Raw rows
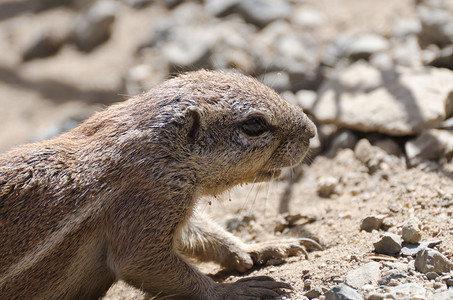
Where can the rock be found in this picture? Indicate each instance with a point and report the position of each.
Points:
(94, 27)
(408, 291)
(371, 156)
(445, 295)
(313, 293)
(408, 53)
(220, 8)
(431, 275)
(305, 99)
(308, 17)
(139, 3)
(363, 46)
(389, 146)
(346, 139)
(406, 27)
(431, 144)
(188, 48)
(449, 282)
(375, 296)
(327, 186)
(444, 59)
(437, 26)
(430, 260)
(355, 46)
(413, 249)
(411, 231)
(279, 81)
(393, 102)
(371, 223)
(262, 12)
(389, 244)
(171, 3)
(342, 292)
(390, 275)
(42, 45)
(369, 273)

[YOUR TASK] Copy the rows above word for word, leaving out the pictures.

[OUTPUT OF THE TASK]
Where can the rock be found in this picture? Indicate each instance with a point and report the position of each.
Points:
(94, 27)
(408, 291)
(371, 156)
(445, 295)
(313, 293)
(408, 53)
(220, 8)
(431, 275)
(305, 99)
(308, 17)
(139, 3)
(363, 46)
(389, 146)
(346, 139)
(406, 27)
(431, 144)
(188, 48)
(449, 282)
(375, 296)
(327, 186)
(444, 59)
(437, 26)
(430, 260)
(355, 46)
(413, 249)
(411, 231)
(279, 81)
(393, 102)
(371, 223)
(262, 12)
(389, 244)
(171, 3)
(342, 292)
(390, 275)
(42, 45)
(369, 273)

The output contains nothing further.